# START OF Material to process

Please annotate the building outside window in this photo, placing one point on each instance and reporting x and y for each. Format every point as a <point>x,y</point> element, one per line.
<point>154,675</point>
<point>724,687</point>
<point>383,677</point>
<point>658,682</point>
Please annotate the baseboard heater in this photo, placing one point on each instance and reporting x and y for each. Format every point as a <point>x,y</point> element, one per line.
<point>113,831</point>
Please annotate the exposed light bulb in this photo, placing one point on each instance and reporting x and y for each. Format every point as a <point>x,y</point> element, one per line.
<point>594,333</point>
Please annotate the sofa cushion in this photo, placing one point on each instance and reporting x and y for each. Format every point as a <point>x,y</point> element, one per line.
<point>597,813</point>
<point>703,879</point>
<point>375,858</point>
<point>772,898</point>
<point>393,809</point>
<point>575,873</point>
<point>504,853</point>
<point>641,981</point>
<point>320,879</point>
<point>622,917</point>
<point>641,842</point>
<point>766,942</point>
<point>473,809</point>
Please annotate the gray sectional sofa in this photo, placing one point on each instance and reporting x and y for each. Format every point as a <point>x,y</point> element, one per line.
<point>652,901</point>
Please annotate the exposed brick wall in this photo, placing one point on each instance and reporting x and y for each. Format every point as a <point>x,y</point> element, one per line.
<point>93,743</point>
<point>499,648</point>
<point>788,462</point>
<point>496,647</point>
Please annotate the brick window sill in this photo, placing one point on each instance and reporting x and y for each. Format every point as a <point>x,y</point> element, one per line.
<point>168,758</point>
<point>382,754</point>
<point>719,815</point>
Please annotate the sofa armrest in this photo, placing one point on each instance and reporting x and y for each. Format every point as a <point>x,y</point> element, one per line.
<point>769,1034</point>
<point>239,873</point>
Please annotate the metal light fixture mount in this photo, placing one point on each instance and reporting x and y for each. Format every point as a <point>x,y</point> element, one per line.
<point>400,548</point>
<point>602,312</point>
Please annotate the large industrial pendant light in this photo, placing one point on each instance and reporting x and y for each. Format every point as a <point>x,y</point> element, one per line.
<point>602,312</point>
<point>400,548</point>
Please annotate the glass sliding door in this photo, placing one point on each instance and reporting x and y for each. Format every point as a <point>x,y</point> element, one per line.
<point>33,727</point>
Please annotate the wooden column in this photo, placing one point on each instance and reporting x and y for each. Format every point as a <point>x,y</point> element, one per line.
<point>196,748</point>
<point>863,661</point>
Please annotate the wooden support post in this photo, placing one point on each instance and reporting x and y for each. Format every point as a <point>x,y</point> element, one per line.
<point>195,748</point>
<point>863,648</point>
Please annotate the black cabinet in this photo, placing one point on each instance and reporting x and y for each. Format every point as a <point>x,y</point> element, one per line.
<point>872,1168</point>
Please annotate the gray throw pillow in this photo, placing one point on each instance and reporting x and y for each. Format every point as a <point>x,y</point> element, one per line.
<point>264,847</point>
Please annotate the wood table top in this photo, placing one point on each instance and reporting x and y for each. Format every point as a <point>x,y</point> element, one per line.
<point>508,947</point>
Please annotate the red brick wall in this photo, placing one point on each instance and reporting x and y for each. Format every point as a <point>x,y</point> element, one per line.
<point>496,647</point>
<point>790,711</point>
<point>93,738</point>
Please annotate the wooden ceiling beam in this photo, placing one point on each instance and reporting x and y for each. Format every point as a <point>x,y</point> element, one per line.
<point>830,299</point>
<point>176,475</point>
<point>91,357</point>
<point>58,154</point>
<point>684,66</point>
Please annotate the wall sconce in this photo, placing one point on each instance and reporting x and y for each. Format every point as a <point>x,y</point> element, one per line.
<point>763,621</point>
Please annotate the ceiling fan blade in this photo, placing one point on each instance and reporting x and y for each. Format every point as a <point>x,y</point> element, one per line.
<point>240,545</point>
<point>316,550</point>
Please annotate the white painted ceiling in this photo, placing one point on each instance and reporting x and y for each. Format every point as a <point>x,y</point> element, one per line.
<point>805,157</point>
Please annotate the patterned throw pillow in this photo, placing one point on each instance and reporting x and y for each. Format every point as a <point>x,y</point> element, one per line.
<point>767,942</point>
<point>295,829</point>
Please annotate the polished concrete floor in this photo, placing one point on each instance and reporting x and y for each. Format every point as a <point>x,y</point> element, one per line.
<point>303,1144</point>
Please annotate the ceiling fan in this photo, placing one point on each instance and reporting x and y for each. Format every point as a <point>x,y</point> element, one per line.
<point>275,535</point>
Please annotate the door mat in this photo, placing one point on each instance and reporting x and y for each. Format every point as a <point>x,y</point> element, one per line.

# END OF Material to process

### Written instruction:
Write out all the lines above again, substituting "label" for "annotate" and changing nothing else.

### Exercise answer:
Please label the building outside window in this photo, placing one point on each instance and reporting x and y for each. Format every point as a <point>x,y</point> element, one per line.
<point>154,675</point>
<point>724,687</point>
<point>383,677</point>
<point>658,682</point>
Please label the baseboard heater in this photo, placing one point on each instance and reporting x and y for each. Format every point as a <point>x,y</point> element, one per line.
<point>113,831</point>
Please label the exposed light bulb in this photo, placing one point on each instance and reporting x and y for each. Format every point as a <point>x,y</point> element, one per line.
<point>594,333</point>
Please label the sofa cushion in this photo, placing one point on each instance and reporting x and y for each. Format every point as a <point>x,y</point> element, one per line.
<point>597,813</point>
<point>703,879</point>
<point>375,858</point>
<point>772,898</point>
<point>393,809</point>
<point>575,873</point>
<point>504,853</point>
<point>641,981</point>
<point>320,879</point>
<point>622,917</point>
<point>641,842</point>
<point>766,942</point>
<point>473,809</point>
Please label the gray sectional sofa in this photo, placing one point on each instance and reporting x and y for each. Format every point as a <point>x,y</point> element, one per line.
<point>652,901</point>
Please label the exposed brick wall in this photo, placing one point on each instance and reporting x and y for each. Format every point as a <point>x,y</point> element, one per line.
<point>93,743</point>
<point>499,648</point>
<point>788,462</point>
<point>496,647</point>
Please label the brick window sill in this photo, placing one point on each instance and reporting x and y for each. Format every point as a <point>x,y</point> element, one per line.
<point>168,758</point>
<point>382,754</point>
<point>719,815</point>
Please label the sofa armrest in this photo, placing one point on each instance and reporting x and y for each. Format every point as a <point>x,y</point> element, one per line.
<point>769,1034</point>
<point>239,873</point>
Please label the metal light fixture mount in this photo, placing one point on each instance and reporting x and y for each. Format every point as a <point>x,y</point> element, one per line.
<point>400,548</point>
<point>602,312</point>
Please label the large industrial pendant light in this photo, placing one point on each instance and reporting x and y for each. Format every point as a <point>x,y</point> element, one per line.
<point>602,312</point>
<point>400,548</point>
Please label the glass sliding door in this photo, placing one point on each instance and reporting x and y for each. Format every point as a <point>x,y</point> element, one per line.
<point>33,727</point>
Please label the wooden column in this photo, placing one point on each instance and reporting x and y for each. Format every point as a <point>x,y</point> element, one per line.
<point>196,748</point>
<point>863,661</point>
Please label the wooden support post in this photo, placing one point on each instance and reporting x and y for each. Format every point as a <point>x,y</point> element, one per line.
<point>195,748</point>
<point>863,648</point>
Please label the black cabinet in this photo, placing one point on each instance and reporting x and y for each. Format every point as a <point>x,y</point> element, one per line.
<point>872,1168</point>
Please label the gray throw pillow in this photo, placing one point on each instance and reporting x and y for each. Format every point as a <point>x,y</point> element, one per line.
<point>264,847</point>
Please label the wood table top in this photo, placing one point on each instance and reporting x and y for each. Format every point as a <point>x,y</point> element, one per line.
<point>508,947</point>
Please label the red brick wall in this photo, placing one point on each instance and reporting x and y for each. Format every point as a <point>x,y</point> element, one per line.
<point>496,647</point>
<point>790,711</point>
<point>93,738</point>
Please label the wooden ceiling beam in this photo, placing one point on each instance and reporting x and y for each. Format every point as a <point>x,y</point> element, one per line.
<point>830,299</point>
<point>176,475</point>
<point>91,357</point>
<point>58,154</point>
<point>684,66</point>
Please label the wall sconce in this photo, placing one point on each instance and reporting x and y for each. Format every point as a <point>x,y</point> element, one per line.
<point>763,621</point>
Please label the ceiling fan blade in this photo, placing one point on each instance and reporting x and y for each. Format every point as a <point>x,y</point> element, one per line.
<point>240,545</point>
<point>316,550</point>
Please label the white painted ceiling in this photo, placing one point on each instance and reporting x and y for each. Format every point as a <point>x,y</point> element, one per line.
<point>805,157</point>
Please label the patterned throw pillow in this photo, placing one point on each instance and reporting x and y for each. Format every point as a <point>x,y</point> element, one per line.
<point>767,942</point>
<point>295,829</point>
Please label the polished concrete floor in this photo, placing one point on each instance and reporting x and y for each. Format every point as a <point>x,y</point> element, one per line.
<point>303,1144</point>
Please label the ceiling fan in this photo, placing one point on each instance and reporting x and y for each. Format every point as a <point>x,y</point> element, one per line.
<point>275,535</point>
Please label the door mat in this photo, placing one point on each instance and reporting x and y for each. Format every point as a <point>x,y</point> element, one per line.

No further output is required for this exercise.